• **DATA SECTION**:
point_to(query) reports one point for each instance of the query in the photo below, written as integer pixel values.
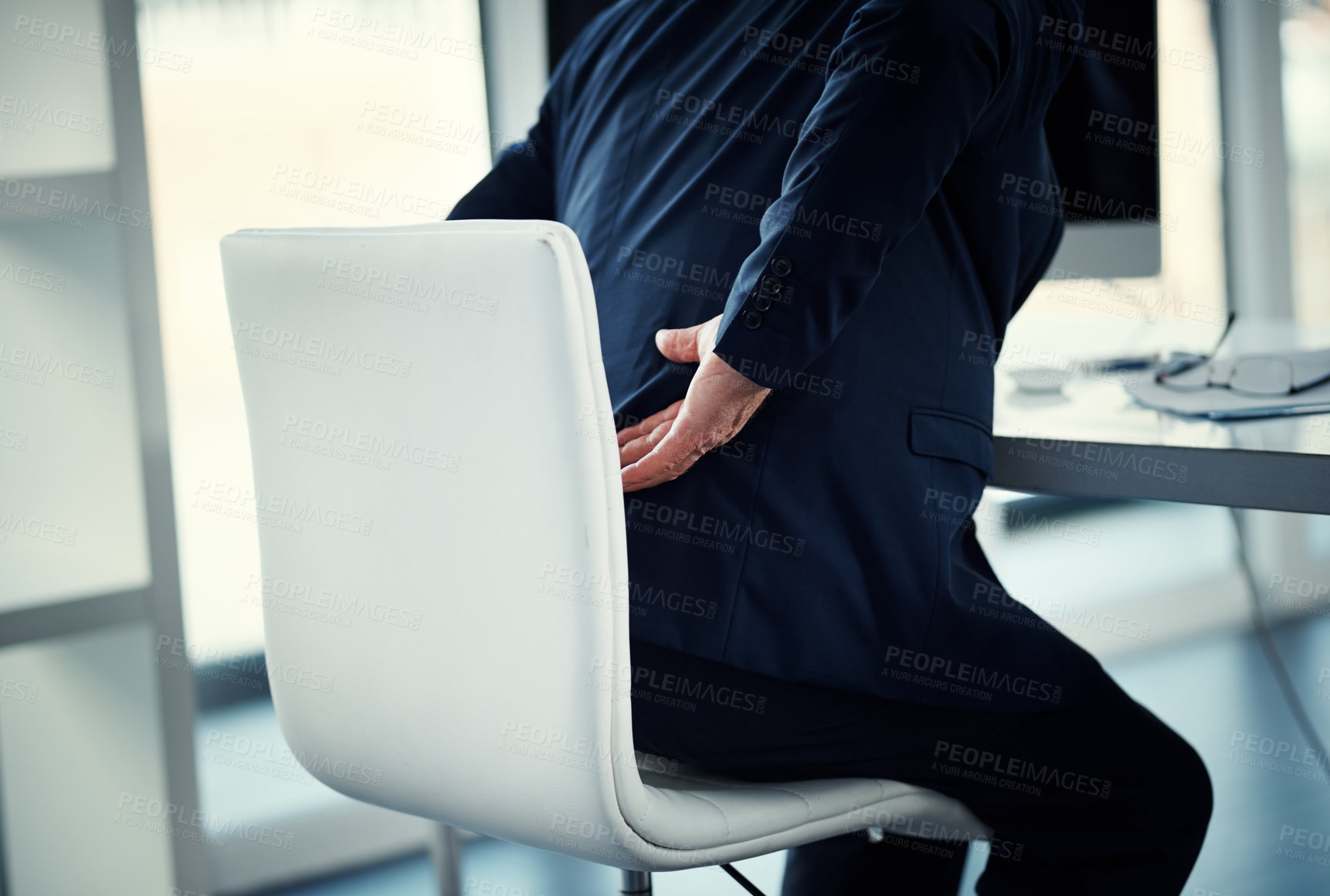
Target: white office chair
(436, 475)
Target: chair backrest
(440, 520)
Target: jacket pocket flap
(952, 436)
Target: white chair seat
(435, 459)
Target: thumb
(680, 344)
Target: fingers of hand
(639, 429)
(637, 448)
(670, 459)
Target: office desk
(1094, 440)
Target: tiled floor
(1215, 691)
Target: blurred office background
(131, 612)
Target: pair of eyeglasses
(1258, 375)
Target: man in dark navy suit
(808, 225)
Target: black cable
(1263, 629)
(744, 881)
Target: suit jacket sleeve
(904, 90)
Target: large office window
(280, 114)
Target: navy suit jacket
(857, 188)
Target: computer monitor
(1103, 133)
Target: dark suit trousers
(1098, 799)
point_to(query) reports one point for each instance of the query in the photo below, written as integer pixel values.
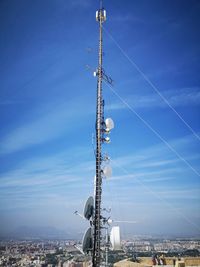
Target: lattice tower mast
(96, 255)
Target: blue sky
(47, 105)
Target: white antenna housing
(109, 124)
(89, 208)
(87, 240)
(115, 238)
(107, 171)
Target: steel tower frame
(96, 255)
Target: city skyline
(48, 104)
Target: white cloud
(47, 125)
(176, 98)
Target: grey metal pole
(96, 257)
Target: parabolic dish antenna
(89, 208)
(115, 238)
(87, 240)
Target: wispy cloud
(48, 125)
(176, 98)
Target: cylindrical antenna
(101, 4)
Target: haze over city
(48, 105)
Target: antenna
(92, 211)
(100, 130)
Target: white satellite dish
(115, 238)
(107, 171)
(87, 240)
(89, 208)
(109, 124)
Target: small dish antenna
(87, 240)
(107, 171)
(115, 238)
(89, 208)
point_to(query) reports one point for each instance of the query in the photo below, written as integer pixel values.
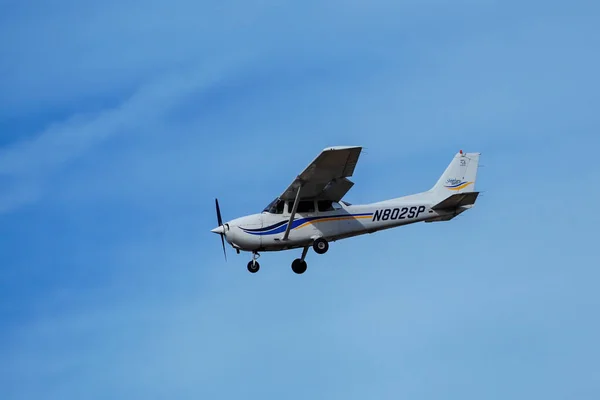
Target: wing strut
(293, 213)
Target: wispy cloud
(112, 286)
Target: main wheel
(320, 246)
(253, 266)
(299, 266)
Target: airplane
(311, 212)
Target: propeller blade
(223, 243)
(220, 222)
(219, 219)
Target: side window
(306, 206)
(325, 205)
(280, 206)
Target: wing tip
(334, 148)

• **EXERCISE AIM**: Each entry above must be duplicated precisely; none of the pictures may be included.

• **RESULT OF THIS TASK**:
point_to(query) reports one point for each instance of the query in the photo below, written as integer pixel values.
Target: white office chair
(436, 475)
Target: chair backrest
(440, 520)
Target: jacket pocket flap
(952, 436)
Target: white chair seat
(435, 459)
Target: thumb
(680, 344)
Target: fingers of hand
(639, 429)
(637, 448)
(670, 459)
Target: office desk
(1094, 440)
Target: tiled floor
(1215, 691)
Target: blurred office background
(131, 612)
Target: pair of eyeglasses
(1258, 375)
Target: man in dark navy suit
(808, 225)
Target: black cable
(1263, 629)
(744, 881)
Target: suit jacket sleeve
(904, 90)
Target: large office window
(280, 114)
Target: navy suit jacket
(857, 188)
Target: computer monitor
(1103, 133)
Target: dark suit trousers
(1098, 799)
point_to(query) reports one point for each instance of the query in the photo below, written as integer pixel values.
Target: lattice tower mast
(96, 255)
Target: blue sky
(47, 105)
Target: white antenna housing
(109, 124)
(89, 208)
(87, 240)
(115, 238)
(107, 171)
Target: steel tower frame
(96, 255)
Target: city skyline
(48, 104)
Target: white cloud
(47, 125)
(176, 98)
Target: grey metal pole
(96, 257)
Target: parabolic dish antenna
(89, 208)
(115, 238)
(87, 240)
Target: wispy cloud
(48, 125)
(176, 98)
Target: cylindrical antenna
(101, 4)
Target: haze over city
(48, 105)
Target: antenna
(92, 211)
(100, 130)
Target: white satellite dish
(115, 238)
(107, 171)
(87, 240)
(89, 208)
(109, 124)
Target: small dish antenna
(87, 240)
(107, 171)
(115, 238)
(89, 208)
point_to(query) reports one point for each instance of the query in the photo below, written as integer pixel values.
Target: wing strut
(293, 213)
Target: wispy cloud
(112, 286)
Target: main wheel
(320, 246)
(253, 266)
(299, 266)
Target: airplane
(311, 212)
Target: propeller blade
(223, 243)
(220, 222)
(219, 219)
Target: side window
(306, 206)
(325, 205)
(280, 206)
Target: wing tip
(334, 148)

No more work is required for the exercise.